→ **EXTRAIT DE PAGE**
"""

Une surveillance accrue en France

Peu de temps après son retour, c’est en métropole qu’est déclenchée la surveillance renforcée pour le chikungunya et la dengue, également transmise par le moustique-tigre. L’insecte est désormais implanté et actif dans 14 départements du sud de la France. « La lutte en métropole est à un niveau bien inférieur des Antilles », rapporte l’infirmière. Alors qu’à Saint-Martin, elle assiste à une démoustication de zones entières d’habitation par l’ARS, en région Paca, il n’existe pas de lutte anti-vectorielle aussi poussée. « Quand un cas importé de chikungunya ou de dengue est suspecté, l’ARS mandate l’Entente interdépartementale pour la démoustication (EID) de Méditerranée, qui mène une étude entomologique », poursuit-elle.

Plus de 600 cas importés des deux arborviroses ont été déclarés au cours de l’année 2014. « Quand un praticien reçoit un patient de retour de voyage, avec des symptômes pouvant évoquer la dengue ou le chikungunya, il transmet une fiche de renseignements sur cette personne, même avant les résultats de la sérologie », explique Jeanne Rizzi. L’ARS mène ensuite une enquête, par téléphone, pour retracer les déplacements des patients depuis leur retour. En étant à nouveau piqués par un moustique-tigre, ils peuvent transmettre le virus à l’insecte, qui pourrait contaminer d’autres personnes. « Nous sommes en général bien accueillis par ces patients, qui y voient une occasion de poser des questions sur leur état, la conduite à tenir, etc. Nous faisons ensuite le relai avec l’EID. » Quatre cas de dengue autochtone ont été déclarés en 2014. L’ARS mène alors une information en porte-à-porte, avec des messages sur l’éradication des eaux stagnantes, des flyers à distribuer, des fiches d’information sur la pathologie, etc. « Notre système fonctionne bien, nous sommes réactifs. Et, pour l’instant, il n’y a pas eu d’épidémie de chikungunya ou de dengue en métropole », se félicite Jeanne Rizzi.

"""

→ **DONNÉES DISPONIBLES**
"""

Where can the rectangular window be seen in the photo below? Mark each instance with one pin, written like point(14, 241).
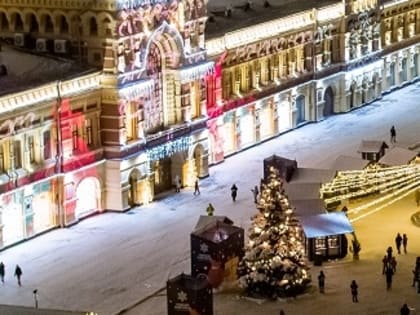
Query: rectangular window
point(89, 135)
point(31, 149)
point(75, 138)
point(47, 145)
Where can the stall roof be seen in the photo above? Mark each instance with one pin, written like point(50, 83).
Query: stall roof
point(398, 156)
point(23, 310)
point(308, 207)
point(347, 163)
point(326, 224)
point(216, 231)
point(302, 191)
point(372, 146)
point(312, 175)
point(205, 220)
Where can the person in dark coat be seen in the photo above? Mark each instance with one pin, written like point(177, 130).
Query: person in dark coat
point(321, 281)
point(393, 134)
point(354, 291)
point(405, 310)
point(255, 193)
point(405, 241)
point(398, 242)
point(2, 272)
point(234, 192)
point(196, 188)
point(388, 274)
point(18, 274)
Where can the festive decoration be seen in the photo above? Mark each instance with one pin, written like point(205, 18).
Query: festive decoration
point(169, 148)
point(196, 72)
point(274, 264)
point(375, 179)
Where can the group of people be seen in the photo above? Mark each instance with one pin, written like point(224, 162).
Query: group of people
point(354, 287)
point(18, 273)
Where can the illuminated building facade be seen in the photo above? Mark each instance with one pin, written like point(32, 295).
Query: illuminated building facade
point(173, 92)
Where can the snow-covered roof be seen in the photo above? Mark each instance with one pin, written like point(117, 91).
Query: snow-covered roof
point(308, 207)
point(372, 146)
point(23, 310)
point(27, 70)
point(346, 163)
point(326, 224)
point(217, 231)
point(312, 175)
point(218, 24)
point(205, 220)
point(398, 156)
point(302, 191)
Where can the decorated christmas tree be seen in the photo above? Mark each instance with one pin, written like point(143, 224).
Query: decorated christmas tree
point(274, 264)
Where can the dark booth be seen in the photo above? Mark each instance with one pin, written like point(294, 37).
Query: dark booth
point(188, 295)
point(216, 249)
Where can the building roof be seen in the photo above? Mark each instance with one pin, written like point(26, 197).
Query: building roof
point(218, 24)
point(372, 146)
point(346, 163)
point(28, 70)
point(24, 310)
point(326, 224)
point(398, 156)
point(312, 175)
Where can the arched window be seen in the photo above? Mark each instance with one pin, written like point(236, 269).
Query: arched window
point(4, 23)
point(49, 26)
point(18, 23)
point(33, 24)
point(93, 26)
point(63, 25)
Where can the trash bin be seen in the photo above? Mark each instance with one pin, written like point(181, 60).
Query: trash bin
point(318, 260)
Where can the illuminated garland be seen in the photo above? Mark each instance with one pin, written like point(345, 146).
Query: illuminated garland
point(169, 148)
point(372, 180)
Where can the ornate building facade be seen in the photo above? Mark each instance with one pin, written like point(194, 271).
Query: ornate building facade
point(177, 85)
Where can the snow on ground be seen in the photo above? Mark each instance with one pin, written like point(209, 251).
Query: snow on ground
point(110, 262)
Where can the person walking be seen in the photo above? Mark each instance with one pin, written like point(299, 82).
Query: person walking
point(2, 272)
point(389, 272)
point(210, 210)
point(354, 291)
point(398, 241)
point(234, 192)
point(393, 134)
point(255, 193)
point(417, 196)
point(405, 240)
point(389, 252)
point(196, 188)
point(321, 281)
point(18, 274)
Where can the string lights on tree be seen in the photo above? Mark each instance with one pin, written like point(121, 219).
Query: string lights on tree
point(274, 263)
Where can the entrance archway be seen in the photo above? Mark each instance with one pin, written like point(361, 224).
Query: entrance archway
point(88, 194)
point(133, 193)
point(163, 175)
point(328, 102)
point(300, 107)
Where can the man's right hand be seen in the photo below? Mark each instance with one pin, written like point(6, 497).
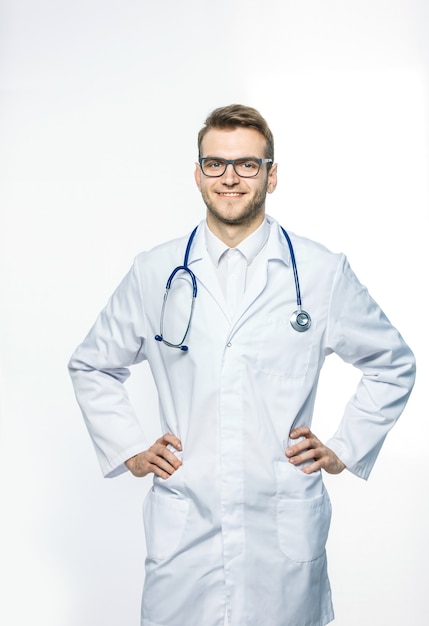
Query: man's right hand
point(157, 459)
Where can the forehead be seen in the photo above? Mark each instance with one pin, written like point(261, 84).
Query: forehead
point(233, 143)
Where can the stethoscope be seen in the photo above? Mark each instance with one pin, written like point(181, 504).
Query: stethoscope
point(300, 320)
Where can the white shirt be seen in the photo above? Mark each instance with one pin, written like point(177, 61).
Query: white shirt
point(235, 267)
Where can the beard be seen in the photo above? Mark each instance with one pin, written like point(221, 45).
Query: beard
point(248, 213)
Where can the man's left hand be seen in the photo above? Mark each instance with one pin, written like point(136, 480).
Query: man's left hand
point(312, 449)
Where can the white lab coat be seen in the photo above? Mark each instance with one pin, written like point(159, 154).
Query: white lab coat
point(237, 526)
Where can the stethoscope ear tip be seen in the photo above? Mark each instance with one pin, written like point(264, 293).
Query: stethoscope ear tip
point(300, 321)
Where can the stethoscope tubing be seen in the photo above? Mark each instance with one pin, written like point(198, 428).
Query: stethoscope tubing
point(300, 319)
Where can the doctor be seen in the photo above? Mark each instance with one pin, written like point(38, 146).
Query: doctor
point(238, 516)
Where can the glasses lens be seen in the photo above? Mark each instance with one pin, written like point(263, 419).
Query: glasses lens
point(213, 167)
point(246, 167)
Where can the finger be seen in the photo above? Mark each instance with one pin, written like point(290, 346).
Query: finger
point(301, 431)
point(160, 456)
point(310, 469)
point(171, 439)
point(303, 456)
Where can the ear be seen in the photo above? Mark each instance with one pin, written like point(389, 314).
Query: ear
point(197, 175)
point(272, 179)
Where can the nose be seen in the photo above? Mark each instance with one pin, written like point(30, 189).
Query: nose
point(230, 177)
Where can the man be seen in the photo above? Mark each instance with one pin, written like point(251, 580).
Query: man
point(238, 516)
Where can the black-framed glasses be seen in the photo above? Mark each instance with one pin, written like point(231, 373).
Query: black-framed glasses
point(246, 167)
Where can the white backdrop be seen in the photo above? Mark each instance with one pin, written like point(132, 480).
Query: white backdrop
point(96, 96)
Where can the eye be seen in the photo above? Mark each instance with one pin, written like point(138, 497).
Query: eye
point(249, 166)
point(213, 164)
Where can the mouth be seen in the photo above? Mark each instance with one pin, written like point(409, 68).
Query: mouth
point(229, 194)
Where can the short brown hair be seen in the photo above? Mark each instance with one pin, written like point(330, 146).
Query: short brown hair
point(238, 115)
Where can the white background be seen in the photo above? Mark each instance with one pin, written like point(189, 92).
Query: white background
point(98, 97)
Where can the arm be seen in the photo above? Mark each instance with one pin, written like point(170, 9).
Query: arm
point(98, 369)
point(360, 333)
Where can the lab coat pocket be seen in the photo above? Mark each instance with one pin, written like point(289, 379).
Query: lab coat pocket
point(164, 523)
point(303, 513)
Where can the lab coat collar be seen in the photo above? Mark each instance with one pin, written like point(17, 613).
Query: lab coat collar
point(204, 269)
point(276, 249)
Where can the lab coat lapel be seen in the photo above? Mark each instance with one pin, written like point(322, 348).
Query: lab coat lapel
point(276, 249)
point(202, 266)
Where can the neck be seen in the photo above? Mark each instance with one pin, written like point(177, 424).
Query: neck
point(233, 234)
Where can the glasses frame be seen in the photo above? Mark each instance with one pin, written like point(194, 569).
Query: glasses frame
point(232, 162)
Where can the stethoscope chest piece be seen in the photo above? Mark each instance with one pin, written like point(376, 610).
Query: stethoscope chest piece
point(300, 320)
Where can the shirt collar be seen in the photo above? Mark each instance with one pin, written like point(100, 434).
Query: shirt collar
point(249, 247)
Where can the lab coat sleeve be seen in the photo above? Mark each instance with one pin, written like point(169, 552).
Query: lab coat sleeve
point(98, 369)
point(360, 333)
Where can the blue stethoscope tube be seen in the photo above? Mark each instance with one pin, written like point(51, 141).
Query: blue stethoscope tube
point(300, 320)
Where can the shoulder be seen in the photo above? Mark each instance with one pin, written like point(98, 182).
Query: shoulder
point(306, 249)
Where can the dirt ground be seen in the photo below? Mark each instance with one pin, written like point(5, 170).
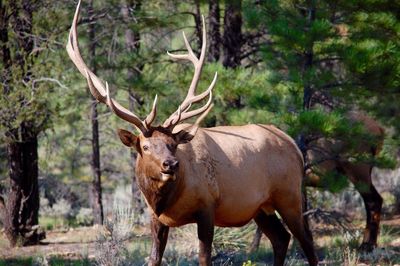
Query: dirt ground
point(79, 243)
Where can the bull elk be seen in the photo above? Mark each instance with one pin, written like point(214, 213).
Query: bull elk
point(223, 176)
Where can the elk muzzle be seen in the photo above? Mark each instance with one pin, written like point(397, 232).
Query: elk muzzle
point(169, 167)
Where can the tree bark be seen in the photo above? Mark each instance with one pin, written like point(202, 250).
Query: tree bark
point(20, 213)
point(232, 39)
point(96, 191)
point(132, 43)
point(214, 34)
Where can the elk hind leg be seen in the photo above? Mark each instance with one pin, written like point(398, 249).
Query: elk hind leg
point(293, 217)
point(360, 176)
point(160, 236)
point(272, 227)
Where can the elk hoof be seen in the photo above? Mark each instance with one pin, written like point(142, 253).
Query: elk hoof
point(367, 247)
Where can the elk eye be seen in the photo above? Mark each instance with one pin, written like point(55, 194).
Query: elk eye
point(171, 147)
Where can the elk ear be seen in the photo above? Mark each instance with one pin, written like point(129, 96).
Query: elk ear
point(187, 134)
point(127, 138)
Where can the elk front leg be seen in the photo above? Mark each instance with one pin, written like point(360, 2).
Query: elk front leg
point(159, 233)
point(205, 232)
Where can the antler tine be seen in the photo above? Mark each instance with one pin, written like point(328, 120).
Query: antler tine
point(191, 97)
point(96, 86)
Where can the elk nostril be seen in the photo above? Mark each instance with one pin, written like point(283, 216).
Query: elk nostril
point(170, 164)
point(175, 164)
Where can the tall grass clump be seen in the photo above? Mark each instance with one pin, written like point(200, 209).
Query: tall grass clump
point(110, 245)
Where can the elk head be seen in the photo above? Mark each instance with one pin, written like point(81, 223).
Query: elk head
point(156, 145)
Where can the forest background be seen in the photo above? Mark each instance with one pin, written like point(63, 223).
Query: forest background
point(301, 65)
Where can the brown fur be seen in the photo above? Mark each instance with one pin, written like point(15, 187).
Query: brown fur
point(226, 177)
point(358, 173)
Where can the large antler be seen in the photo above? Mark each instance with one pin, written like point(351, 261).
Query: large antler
point(96, 86)
point(183, 111)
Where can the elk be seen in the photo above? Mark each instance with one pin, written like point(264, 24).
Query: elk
point(220, 176)
point(330, 155)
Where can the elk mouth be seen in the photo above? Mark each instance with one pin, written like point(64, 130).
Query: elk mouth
point(167, 175)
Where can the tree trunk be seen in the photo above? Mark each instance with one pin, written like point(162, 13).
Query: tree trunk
point(96, 198)
point(232, 39)
point(132, 43)
point(20, 213)
point(214, 34)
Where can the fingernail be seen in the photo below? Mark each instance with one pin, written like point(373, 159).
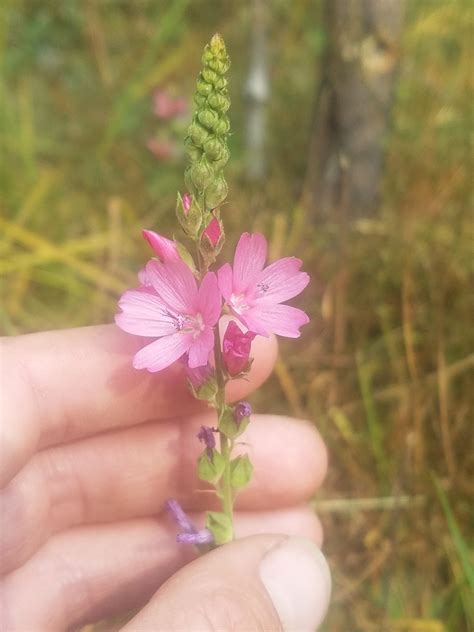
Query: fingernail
point(297, 578)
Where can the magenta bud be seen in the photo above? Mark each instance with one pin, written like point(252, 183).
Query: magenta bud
point(213, 231)
point(164, 248)
point(236, 349)
point(187, 201)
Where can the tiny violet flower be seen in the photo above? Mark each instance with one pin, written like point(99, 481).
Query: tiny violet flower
point(206, 436)
point(190, 534)
point(187, 201)
point(241, 410)
point(175, 311)
point(236, 347)
point(180, 517)
point(203, 536)
point(254, 293)
point(213, 231)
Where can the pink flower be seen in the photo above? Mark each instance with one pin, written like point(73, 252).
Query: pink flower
point(167, 107)
point(175, 311)
point(236, 348)
point(254, 293)
point(213, 231)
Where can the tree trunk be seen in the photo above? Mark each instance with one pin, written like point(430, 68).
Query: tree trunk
point(353, 108)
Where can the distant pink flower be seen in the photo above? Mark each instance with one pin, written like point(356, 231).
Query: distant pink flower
point(254, 293)
point(236, 348)
point(166, 106)
point(213, 231)
point(175, 311)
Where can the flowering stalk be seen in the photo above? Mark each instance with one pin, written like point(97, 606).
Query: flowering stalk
point(179, 303)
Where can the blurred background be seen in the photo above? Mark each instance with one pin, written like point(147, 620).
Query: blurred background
point(351, 123)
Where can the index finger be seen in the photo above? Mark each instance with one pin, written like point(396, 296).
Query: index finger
point(62, 385)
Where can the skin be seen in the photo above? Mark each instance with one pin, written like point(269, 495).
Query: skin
point(91, 448)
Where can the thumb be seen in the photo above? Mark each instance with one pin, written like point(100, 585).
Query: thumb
point(265, 582)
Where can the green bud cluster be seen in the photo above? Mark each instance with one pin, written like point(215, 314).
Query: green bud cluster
point(206, 142)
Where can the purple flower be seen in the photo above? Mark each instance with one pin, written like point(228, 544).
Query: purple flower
point(241, 410)
point(203, 536)
point(190, 534)
point(206, 436)
point(180, 517)
point(254, 293)
point(236, 348)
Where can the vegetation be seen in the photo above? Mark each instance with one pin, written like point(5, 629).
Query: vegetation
point(386, 369)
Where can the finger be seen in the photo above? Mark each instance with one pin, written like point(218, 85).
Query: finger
point(259, 583)
point(91, 573)
point(130, 473)
point(61, 385)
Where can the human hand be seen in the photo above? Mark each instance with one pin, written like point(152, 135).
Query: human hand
point(91, 449)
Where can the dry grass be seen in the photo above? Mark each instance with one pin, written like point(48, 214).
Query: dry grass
point(385, 370)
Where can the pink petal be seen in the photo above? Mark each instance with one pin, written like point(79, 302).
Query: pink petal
point(281, 281)
point(175, 284)
point(249, 260)
point(144, 314)
point(201, 348)
point(252, 321)
point(283, 320)
point(163, 247)
point(143, 277)
point(163, 352)
point(224, 275)
point(209, 299)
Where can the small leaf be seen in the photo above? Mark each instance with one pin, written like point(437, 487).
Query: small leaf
point(220, 525)
point(240, 471)
point(207, 391)
point(210, 469)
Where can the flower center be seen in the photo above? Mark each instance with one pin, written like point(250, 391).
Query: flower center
point(239, 303)
point(189, 324)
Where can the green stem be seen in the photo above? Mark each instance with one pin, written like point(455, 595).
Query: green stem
point(227, 496)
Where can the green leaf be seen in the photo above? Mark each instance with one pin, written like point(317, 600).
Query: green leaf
point(207, 391)
point(211, 469)
point(220, 525)
point(240, 471)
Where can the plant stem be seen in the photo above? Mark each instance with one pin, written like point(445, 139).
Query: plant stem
point(227, 496)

"""

→ **CONSIGNES DE L'EXERCICE**
1. Répondez aux questions suivantes à partir de l'extrait sur la surveillance du chikungunya et de la dengue en France.
(a) Dans combien de départements du sud de la France le moustique-tigre est-il implanté et actif ?
(b) Combien de cas importés de dengue et de chikungunya ont été déclarés au cours de l'année 2014 ?
(c) Combien de cas de dengue autochtone ont été déclarés en 2014 ?
2. Rédigez la suite de l'extrait sur la surveillance du chikungunya et de la dengue en France, en reprenant après sa dernière phrase.

→ **CORRIGÉ DE L'EXERCICE**
1.
(a) 14 départements.
(b) Plus de 600 cas.
(c) Quatre cas.

2.
RÉSERVE SANITAIRE FRANÇAISE

Quel est le rôle de l’Eprus ?

→ L’Établissement de préparation et de réponse aux urgences sanitaires (Eprus) fait office, en métropole, de réserve sanitaire. Ses équipes interviennent en cas de crise sanitaire majeure, en France et à l’étranger.

→ Tous les professionnels de la santé peuvent s’engager comme réservistes, pour trois ans. En cas de besoin, l’Eprus peut aussi recruter des profils qui ne figurent pas dans ses bases.

→ Depuis sa création en 2007, l’Eprus a participé à des missions au Japon, en Haïti, ou encore à Gaza. En 2012, ses médecins réservistes retraités ont été sollicités pour accompagner les associations dans leurs maraudes sociales, dans le cadre du plan « Grand froid ».

→ L’Eprus dirige aussi l’Établissement pharmaceutique national, qui gère le stock de matériel nécessaire pour répondre aux urgences sanitaires (médicaments, dispositifs médicaux, masques, etc.).